▶ Prompt: From the listing below, keep only the lines that contain the word "mixer", and copy each of them unchanged.

▶ Source data:
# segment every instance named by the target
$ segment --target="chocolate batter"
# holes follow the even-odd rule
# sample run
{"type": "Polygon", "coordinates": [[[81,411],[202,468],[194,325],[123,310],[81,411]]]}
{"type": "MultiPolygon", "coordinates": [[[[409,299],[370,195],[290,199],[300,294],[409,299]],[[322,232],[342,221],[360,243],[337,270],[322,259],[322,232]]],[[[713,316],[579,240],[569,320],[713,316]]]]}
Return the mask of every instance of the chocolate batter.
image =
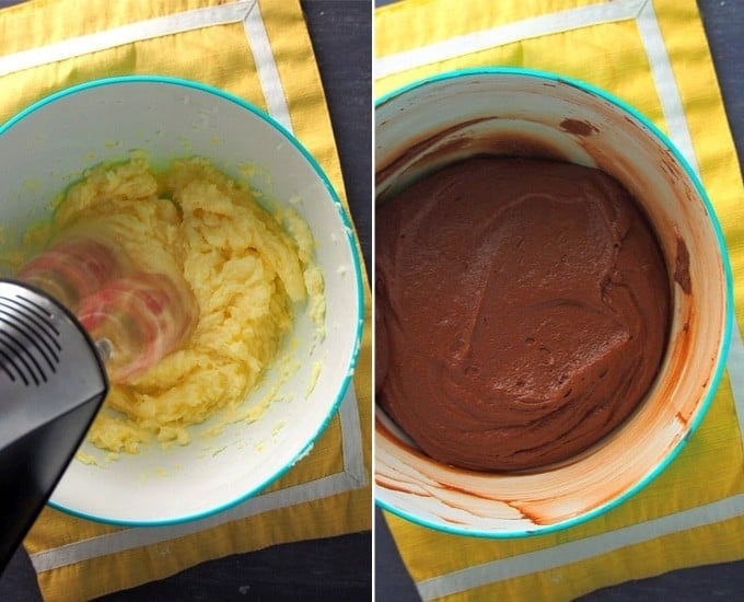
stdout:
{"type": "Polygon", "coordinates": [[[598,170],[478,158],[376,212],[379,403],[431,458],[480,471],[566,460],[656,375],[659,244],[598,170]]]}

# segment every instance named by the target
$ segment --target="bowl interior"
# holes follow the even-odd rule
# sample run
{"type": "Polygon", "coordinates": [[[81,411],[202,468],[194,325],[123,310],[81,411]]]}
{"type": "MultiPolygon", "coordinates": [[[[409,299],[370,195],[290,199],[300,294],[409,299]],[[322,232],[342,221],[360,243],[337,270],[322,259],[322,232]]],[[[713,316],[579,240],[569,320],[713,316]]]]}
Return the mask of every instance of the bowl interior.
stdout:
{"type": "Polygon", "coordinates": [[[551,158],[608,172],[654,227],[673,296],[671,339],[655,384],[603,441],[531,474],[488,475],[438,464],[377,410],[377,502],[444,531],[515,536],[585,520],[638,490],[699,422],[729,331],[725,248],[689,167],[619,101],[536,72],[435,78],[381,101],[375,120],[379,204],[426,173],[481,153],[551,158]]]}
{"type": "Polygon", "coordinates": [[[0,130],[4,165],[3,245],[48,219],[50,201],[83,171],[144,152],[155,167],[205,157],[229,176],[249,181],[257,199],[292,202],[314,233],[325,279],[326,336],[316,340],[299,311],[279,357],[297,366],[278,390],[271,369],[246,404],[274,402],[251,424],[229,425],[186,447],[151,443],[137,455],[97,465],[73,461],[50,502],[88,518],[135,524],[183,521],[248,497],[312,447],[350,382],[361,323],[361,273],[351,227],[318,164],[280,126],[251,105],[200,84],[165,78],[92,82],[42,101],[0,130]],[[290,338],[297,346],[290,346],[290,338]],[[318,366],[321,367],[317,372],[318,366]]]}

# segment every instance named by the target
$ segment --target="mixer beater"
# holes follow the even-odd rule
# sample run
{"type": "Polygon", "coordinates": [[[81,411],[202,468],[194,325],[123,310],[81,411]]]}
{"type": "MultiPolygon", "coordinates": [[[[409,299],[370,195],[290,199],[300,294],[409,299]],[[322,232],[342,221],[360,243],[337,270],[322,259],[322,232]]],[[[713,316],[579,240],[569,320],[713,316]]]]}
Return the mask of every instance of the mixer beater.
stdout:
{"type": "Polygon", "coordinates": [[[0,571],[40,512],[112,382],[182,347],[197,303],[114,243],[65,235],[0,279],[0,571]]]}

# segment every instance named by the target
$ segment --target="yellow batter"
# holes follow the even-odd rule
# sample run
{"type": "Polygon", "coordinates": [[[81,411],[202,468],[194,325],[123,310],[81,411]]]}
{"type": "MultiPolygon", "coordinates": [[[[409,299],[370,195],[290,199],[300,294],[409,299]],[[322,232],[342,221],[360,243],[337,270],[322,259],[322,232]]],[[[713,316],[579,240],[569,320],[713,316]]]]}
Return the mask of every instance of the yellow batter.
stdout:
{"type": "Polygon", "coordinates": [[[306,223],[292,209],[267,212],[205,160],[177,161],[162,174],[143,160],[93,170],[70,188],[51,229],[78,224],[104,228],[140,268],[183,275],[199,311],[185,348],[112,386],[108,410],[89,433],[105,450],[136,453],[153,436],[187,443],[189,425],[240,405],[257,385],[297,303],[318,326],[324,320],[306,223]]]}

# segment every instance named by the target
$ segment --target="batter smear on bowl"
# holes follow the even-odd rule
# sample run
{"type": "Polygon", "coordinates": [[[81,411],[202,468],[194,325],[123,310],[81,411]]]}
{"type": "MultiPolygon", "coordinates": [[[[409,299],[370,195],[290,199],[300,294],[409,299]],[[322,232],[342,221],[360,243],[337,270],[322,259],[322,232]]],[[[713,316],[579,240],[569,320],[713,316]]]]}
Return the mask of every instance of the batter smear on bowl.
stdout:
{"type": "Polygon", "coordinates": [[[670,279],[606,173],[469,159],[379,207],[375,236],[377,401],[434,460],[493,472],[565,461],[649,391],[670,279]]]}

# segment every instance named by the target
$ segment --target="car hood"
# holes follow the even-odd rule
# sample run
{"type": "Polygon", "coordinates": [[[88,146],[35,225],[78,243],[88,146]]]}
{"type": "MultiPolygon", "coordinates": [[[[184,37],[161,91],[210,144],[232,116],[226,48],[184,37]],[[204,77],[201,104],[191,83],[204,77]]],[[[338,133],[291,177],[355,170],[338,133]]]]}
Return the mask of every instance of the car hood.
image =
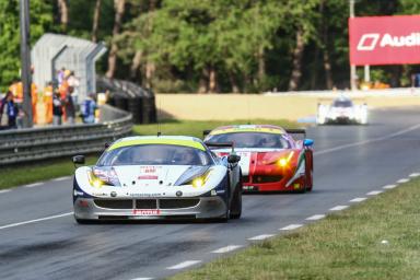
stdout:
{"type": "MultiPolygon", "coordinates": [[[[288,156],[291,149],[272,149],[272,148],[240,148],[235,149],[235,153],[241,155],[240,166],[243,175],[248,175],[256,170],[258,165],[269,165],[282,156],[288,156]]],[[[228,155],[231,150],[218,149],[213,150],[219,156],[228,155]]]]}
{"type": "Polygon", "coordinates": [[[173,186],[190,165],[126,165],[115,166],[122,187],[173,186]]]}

▶ Task answer:
$ segment --target="mixer beater"
Return the mask of every instance of the mixer beater.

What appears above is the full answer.